» WORK TO BE COMPLETED
Would you write out the listing verbatim and skip every picture in it?

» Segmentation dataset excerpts
◇ ◇ ◇ ◇ ◇ ◇ ◇

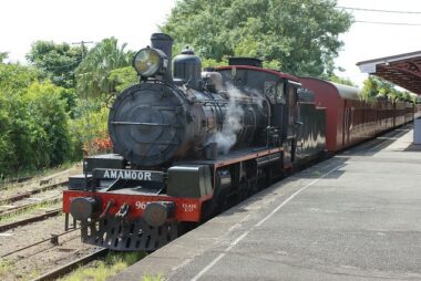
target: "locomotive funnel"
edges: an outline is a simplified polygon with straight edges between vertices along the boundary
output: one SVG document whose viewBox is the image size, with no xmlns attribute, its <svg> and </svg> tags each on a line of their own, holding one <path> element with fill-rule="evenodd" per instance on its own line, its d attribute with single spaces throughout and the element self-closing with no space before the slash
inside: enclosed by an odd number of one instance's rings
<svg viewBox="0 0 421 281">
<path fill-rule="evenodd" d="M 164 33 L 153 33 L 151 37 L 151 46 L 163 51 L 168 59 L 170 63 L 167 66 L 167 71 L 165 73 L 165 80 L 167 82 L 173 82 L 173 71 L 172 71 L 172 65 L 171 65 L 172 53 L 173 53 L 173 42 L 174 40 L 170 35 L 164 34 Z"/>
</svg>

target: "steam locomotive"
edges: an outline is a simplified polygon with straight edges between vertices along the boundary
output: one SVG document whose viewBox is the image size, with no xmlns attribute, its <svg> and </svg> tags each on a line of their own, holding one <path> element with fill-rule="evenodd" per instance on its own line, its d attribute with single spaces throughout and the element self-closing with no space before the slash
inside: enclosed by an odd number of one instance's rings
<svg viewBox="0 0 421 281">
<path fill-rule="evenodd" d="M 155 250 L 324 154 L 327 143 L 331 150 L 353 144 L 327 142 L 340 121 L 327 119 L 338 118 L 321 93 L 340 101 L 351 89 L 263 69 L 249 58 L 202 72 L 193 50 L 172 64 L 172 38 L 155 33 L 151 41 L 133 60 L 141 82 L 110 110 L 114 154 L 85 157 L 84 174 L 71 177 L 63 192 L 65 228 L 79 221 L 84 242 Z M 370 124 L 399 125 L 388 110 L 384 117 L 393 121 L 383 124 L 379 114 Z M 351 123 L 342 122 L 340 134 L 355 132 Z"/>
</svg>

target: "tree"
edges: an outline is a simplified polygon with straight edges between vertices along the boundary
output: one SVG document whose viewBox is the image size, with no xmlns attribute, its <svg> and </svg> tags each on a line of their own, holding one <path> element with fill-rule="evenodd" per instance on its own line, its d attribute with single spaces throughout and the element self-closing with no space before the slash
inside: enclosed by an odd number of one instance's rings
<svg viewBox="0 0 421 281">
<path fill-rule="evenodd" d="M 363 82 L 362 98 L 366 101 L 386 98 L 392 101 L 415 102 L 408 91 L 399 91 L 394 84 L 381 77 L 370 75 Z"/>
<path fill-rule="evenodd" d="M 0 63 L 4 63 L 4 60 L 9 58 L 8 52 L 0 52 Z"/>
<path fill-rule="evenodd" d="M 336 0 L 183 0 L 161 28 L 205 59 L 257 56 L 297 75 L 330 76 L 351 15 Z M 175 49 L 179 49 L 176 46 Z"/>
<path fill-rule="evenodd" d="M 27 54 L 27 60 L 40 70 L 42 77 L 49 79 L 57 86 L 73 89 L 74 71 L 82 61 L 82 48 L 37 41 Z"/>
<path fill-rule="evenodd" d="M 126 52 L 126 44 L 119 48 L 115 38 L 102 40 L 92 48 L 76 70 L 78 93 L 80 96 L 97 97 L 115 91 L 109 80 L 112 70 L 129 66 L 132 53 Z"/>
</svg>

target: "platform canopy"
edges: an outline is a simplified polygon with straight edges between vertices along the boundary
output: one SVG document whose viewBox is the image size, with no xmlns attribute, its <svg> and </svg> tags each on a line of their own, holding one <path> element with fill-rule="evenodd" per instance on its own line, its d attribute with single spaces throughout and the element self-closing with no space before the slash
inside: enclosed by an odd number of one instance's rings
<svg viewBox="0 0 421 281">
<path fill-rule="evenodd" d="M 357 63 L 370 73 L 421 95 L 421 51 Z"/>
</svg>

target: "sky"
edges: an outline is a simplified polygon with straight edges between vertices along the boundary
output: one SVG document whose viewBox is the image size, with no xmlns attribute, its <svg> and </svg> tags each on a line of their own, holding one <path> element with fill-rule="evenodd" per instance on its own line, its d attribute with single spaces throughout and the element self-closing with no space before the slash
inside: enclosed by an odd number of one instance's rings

◇ ◇ ◇ ◇ ◇ ◇ ◇

» PROBLEM SOLUTION
target: "locomotive funnel"
edges: an outline is a simplified polygon with straight edges between vertices along the boundary
output: one SVG document whose viewBox is the image size, with no xmlns attribute, its <svg> and </svg> tags each on a line of their own, holding one <path> element with fill-rule="evenodd" per instance on its own line, its d attribute with single spaces throughout and the element self-closing with no space before the slash
inside: enclosed by an odd number of one instance's rings
<svg viewBox="0 0 421 281">
<path fill-rule="evenodd" d="M 164 33 L 153 33 L 151 37 L 151 46 L 163 51 L 168 59 L 170 63 L 167 66 L 167 71 L 165 73 L 165 80 L 167 82 L 173 82 L 173 71 L 172 71 L 172 65 L 171 65 L 172 53 L 173 53 L 173 42 L 174 40 L 170 35 L 164 34 Z"/>
</svg>

target: "steam locomotive"
edges: an outline is a simplified polygon with straight edges between vertices along the boundary
output: one SVG document whose viewBox is the image size, with no xmlns attribute, its <svg> and </svg> tags each on a line of their own, holding one <path> element with fill-rule="evenodd" per instance on its own line, its d attribute with single spaces throughout and the element self-closing with no space before the slash
inside: enclosed by an odd number of one instance's rings
<svg viewBox="0 0 421 281">
<path fill-rule="evenodd" d="M 155 250 L 324 154 L 327 143 L 331 150 L 353 144 L 327 142 L 340 121 L 327 119 L 338 118 L 321 93 L 340 101 L 351 89 L 263 69 L 249 58 L 202 72 L 193 50 L 172 64 L 172 38 L 155 33 L 151 41 L 133 60 L 141 82 L 110 110 L 114 154 L 85 157 L 84 174 L 71 177 L 63 192 L 65 228 L 79 221 L 84 242 Z M 370 124 L 399 125 L 388 110 L 384 117 L 393 121 L 383 124 L 379 114 Z M 351 123 L 342 122 L 340 134 L 355 132 Z"/>
</svg>

target: "tree"
edges: an outline is a simplified polygon with straight edges between vertices along the boundary
output: one SVG document whose viewBox is the image size, with no xmlns attribute, its <svg> and </svg> tags each on a line of their own, holding one <path> element with fill-rule="evenodd" per instance on its own line, its d attribute with single spaces throughout and the element self-closing with no space before the slash
inside: enclosed by an odd number of one instance's rings
<svg viewBox="0 0 421 281">
<path fill-rule="evenodd" d="M 363 82 L 362 98 L 366 101 L 386 98 L 392 101 L 415 102 L 408 91 L 399 91 L 394 84 L 381 77 L 370 75 Z"/>
<path fill-rule="evenodd" d="M 0 63 L 4 63 L 4 60 L 9 58 L 8 52 L 0 52 Z"/>
<path fill-rule="evenodd" d="M 336 0 L 183 0 L 161 28 L 205 59 L 257 56 L 297 75 L 330 76 L 351 15 Z M 175 49 L 179 49 L 176 46 Z"/>
<path fill-rule="evenodd" d="M 27 54 L 27 60 L 40 70 L 42 77 L 49 79 L 57 86 L 73 89 L 74 71 L 82 61 L 82 48 L 37 41 Z"/>
<path fill-rule="evenodd" d="M 126 52 L 126 44 L 119 48 L 115 38 L 102 40 L 92 48 L 76 70 L 78 93 L 80 96 L 97 97 L 115 91 L 109 80 L 112 70 L 129 66 L 132 53 Z"/>
</svg>

target: "platform canopy"
edges: an outline is a simplified polygon with straight edges between vertices along the boundary
output: one SVG document whose viewBox is the image size, with no xmlns attribute, its <svg> and </svg> tags each on a line of their own, holding one <path> element with fill-rule="evenodd" per instance on its own line, its d attribute with single spaces throughout and the element self-closing with no space before the slash
inside: enclosed by an odd number of one instance's rings
<svg viewBox="0 0 421 281">
<path fill-rule="evenodd" d="M 357 63 L 370 73 L 421 95 L 421 51 Z"/>
</svg>

target: "sky"
edges: an outline is a simplified polygon with straight edges between vertices along the boundary
output: one SVG document whose viewBox is the image size, with no xmlns attribute, its <svg> and </svg> tags each on a line of their own, holding one <path> element with fill-rule="evenodd" per instance on its own line, its d attribute with single spaces throughout and the element self-closing with no space before the slash
inside: enclosed by an odd number of one instance's rings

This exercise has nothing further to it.